◆ **THE PROBLEM**
Report each line below that contains the word "shirt", copying every such line in full.

* * *

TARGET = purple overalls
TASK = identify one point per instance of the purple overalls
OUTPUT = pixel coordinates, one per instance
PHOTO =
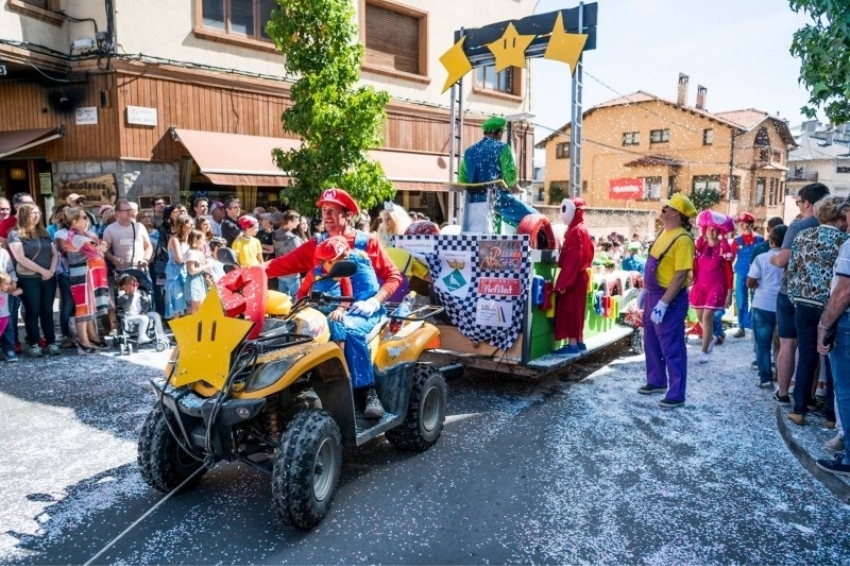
(664, 344)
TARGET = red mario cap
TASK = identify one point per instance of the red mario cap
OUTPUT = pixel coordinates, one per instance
(338, 197)
(247, 221)
(332, 248)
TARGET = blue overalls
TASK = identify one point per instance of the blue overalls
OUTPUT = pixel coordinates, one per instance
(353, 329)
(483, 166)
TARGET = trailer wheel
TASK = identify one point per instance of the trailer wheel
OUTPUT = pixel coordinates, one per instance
(306, 469)
(163, 464)
(426, 411)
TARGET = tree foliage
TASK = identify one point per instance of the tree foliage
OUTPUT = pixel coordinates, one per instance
(336, 120)
(823, 47)
(704, 199)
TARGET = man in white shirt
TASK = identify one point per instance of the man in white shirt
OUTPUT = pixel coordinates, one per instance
(766, 279)
(129, 246)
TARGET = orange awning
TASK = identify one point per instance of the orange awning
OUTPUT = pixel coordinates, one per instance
(235, 159)
(20, 140)
(409, 171)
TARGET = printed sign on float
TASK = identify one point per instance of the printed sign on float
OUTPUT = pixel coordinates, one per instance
(500, 287)
(625, 188)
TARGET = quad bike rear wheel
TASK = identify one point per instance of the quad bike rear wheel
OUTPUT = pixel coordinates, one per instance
(306, 469)
(426, 411)
(164, 465)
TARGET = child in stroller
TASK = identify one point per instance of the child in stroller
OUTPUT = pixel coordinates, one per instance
(135, 313)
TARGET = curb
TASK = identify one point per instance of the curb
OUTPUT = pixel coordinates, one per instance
(832, 483)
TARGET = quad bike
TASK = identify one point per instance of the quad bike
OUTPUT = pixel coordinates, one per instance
(275, 394)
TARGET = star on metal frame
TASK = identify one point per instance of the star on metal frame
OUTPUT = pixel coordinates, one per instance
(509, 50)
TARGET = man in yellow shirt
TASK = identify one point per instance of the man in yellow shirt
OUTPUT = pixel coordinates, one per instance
(665, 303)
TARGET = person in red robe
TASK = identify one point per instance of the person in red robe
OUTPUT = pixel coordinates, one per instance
(572, 282)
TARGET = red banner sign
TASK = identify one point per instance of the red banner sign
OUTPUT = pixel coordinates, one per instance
(625, 189)
(503, 287)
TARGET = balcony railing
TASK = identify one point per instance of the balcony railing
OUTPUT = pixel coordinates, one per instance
(804, 177)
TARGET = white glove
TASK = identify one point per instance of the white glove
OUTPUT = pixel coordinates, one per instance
(658, 312)
(365, 308)
(642, 299)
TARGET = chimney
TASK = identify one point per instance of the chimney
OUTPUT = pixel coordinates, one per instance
(701, 93)
(682, 97)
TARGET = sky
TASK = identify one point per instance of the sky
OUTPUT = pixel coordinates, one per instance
(737, 49)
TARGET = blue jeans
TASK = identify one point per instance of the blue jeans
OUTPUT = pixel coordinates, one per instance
(764, 324)
(840, 358)
(742, 300)
(806, 318)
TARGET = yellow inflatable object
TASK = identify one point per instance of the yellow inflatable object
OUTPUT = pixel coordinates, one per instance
(277, 303)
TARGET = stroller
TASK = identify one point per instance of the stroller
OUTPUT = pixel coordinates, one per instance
(125, 340)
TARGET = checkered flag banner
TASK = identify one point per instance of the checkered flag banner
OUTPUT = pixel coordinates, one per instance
(482, 281)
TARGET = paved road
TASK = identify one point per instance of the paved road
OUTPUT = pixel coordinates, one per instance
(543, 472)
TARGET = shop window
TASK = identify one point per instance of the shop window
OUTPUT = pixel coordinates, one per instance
(652, 188)
(659, 136)
(395, 38)
(562, 150)
(239, 19)
(760, 184)
(631, 138)
(486, 78)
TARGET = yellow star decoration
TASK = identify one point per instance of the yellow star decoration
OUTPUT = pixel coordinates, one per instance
(509, 50)
(563, 46)
(205, 341)
(456, 63)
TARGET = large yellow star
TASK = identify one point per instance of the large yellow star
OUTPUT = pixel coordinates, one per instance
(509, 50)
(456, 63)
(563, 46)
(205, 341)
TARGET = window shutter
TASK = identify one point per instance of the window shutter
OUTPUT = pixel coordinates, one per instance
(392, 39)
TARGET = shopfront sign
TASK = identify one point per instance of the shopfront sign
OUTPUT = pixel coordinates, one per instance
(625, 188)
(94, 190)
(141, 116)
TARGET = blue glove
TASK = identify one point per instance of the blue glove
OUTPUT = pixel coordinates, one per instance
(658, 312)
(642, 299)
(365, 308)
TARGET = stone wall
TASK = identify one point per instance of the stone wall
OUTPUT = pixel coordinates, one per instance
(133, 179)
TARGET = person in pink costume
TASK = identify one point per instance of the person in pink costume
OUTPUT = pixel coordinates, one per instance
(572, 282)
(712, 288)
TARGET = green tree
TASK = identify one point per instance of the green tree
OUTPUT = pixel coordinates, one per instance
(823, 47)
(705, 198)
(337, 121)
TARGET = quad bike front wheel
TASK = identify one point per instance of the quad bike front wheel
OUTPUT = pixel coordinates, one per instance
(426, 411)
(306, 469)
(164, 465)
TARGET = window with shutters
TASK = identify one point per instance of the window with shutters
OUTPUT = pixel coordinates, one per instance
(395, 38)
(235, 21)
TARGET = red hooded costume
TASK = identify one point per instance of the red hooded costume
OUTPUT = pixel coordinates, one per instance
(572, 282)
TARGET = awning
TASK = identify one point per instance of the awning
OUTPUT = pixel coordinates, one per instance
(235, 159)
(655, 160)
(21, 140)
(410, 171)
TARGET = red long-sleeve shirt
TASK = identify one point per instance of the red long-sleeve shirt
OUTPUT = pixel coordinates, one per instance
(302, 260)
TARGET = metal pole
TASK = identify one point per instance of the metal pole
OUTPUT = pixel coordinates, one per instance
(576, 118)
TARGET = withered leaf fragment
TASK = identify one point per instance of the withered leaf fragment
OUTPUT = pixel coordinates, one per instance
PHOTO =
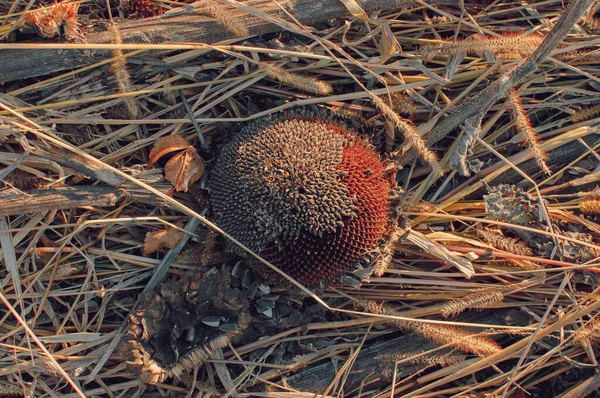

* * *

◆ **TASK RESULT**
TARGET = man in white shirt
TASK = identify one point per instance of the man in white shirt
TARGET = man in yellow shirt
TASK = identify one point per instance of the man in yellow shirt
TARGET = red long-sleeve shirt
TASK = identify one point per instance of the red long-sleeve shirt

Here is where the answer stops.